▸ INSTRUCTION
Copy out every line from the one containing "label: white tablecloth" through the last of the rows below, requests included. Add -111 to each bounding box coordinate in the answers.

>> Start MATERIAL FOR THIS EXERCISE

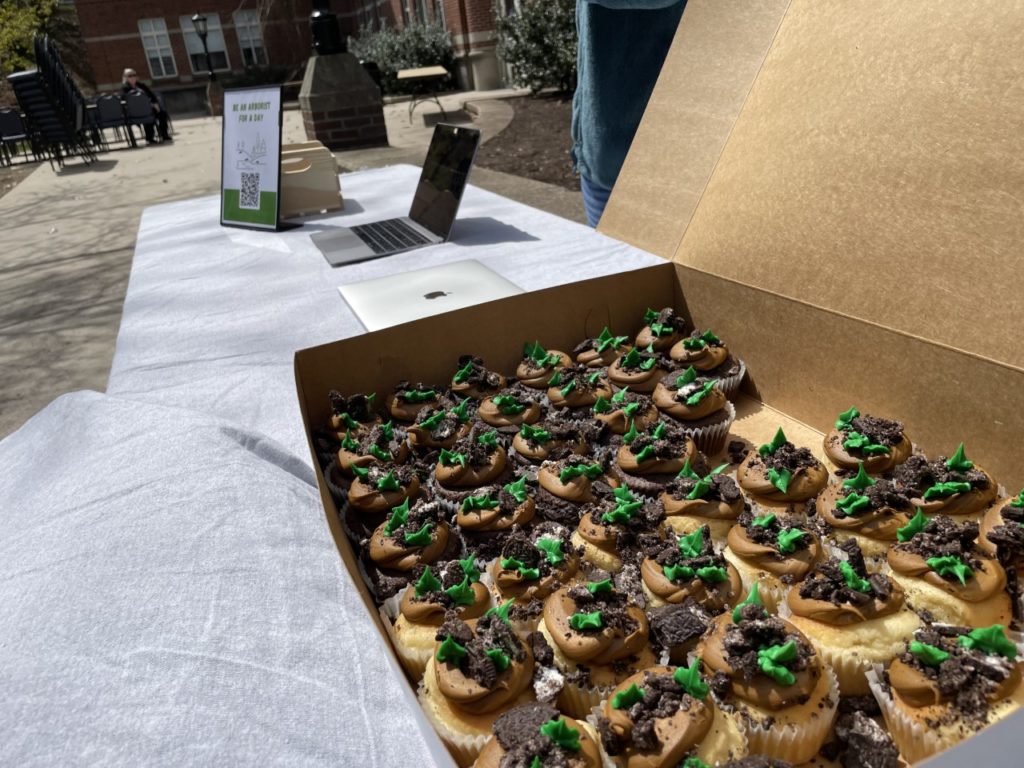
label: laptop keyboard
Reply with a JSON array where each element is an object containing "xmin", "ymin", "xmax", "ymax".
[{"xmin": 352, "ymin": 219, "xmax": 430, "ymax": 254}]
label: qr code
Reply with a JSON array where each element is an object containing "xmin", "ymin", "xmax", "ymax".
[{"xmin": 239, "ymin": 173, "xmax": 259, "ymax": 211}]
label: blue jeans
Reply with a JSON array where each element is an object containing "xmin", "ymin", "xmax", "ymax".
[{"xmin": 580, "ymin": 173, "xmax": 611, "ymax": 226}]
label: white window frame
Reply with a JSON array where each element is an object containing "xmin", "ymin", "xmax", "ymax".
[
  {"xmin": 178, "ymin": 11, "xmax": 231, "ymax": 75},
  {"xmin": 231, "ymin": 8, "xmax": 270, "ymax": 67},
  {"xmin": 138, "ymin": 18, "xmax": 178, "ymax": 80}
]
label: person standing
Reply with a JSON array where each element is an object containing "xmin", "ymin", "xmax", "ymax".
[
  {"xmin": 121, "ymin": 68, "xmax": 174, "ymax": 144},
  {"xmin": 571, "ymin": 0, "xmax": 686, "ymax": 226}
]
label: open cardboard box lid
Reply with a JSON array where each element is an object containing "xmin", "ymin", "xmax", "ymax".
[{"xmin": 599, "ymin": 0, "xmax": 1024, "ymax": 492}]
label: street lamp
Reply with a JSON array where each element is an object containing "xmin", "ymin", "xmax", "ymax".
[{"xmin": 193, "ymin": 13, "xmax": 217, "ymax": 83}]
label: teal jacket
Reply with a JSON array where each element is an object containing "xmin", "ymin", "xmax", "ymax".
[{"xmin": 572, "ymin": 0, "xmax": 686, "ymax": 189}]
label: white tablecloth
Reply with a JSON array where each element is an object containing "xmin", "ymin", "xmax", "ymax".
[{"xmin": 0, "ymin": 166, "xmax": 658, "ymax": 766}]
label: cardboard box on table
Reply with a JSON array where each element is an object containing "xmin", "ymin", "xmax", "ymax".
[{"xmin": 296, "ymin": 0, "xmax": 1024, "ymax": 767}]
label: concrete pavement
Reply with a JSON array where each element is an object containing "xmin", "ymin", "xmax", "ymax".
[{"xmin": 0, "ymin": 91, "xmax": 585, "ymax": 438}]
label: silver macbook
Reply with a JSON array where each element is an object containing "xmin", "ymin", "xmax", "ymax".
[
  {"xmin": 311, "ymin": 123, "xmax": 480, "ymax": 266},
  {"xmin": 338, "ymin": 259, "xmax": 522, "ymax": 331}
]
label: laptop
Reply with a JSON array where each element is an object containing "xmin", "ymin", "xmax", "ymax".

>> End MATERIAL FOR THIS EXERCISE

▸ RESULT FOR THIS TASK
label: white tablecloth
Reply with a JSON array where each element is an object containing "xmin", "ymin", "xmax", "ymax".
[{"xmin": -111, "ymin": 55, "xmax": 547, "ymax": 655}]
label: cardboard box on table
Reply with a JSON array where each element is an object containing "xmin", "ymin", "xmax", "ymax".
[{"xmin": 185, "ymin": -111, "xmax": 913, "ymax": 656}]
label: concrete pavement
Reply with a JSON array where each element is an object containing "xmin", "ymin", "xmax", "ymax".
[{"xmin": -111, "ymin": -20, "xmax": 474, "ymax": 327}]
label: silver macbook
Reply with a JSON array where each element is an object containing "xmin", "ymin", "xmax", "ymax".
[
  {"xmin": 200, "ymin": 12, "xmax": 369, "ymax": 155},
  {"xmin": 227, "ymin": 148, "xmax": 411, "ymax": 220}
]
label: laptop
Reply with a JSON array where each element is an object containing "xmin", "ymin", "xmax", "ymax".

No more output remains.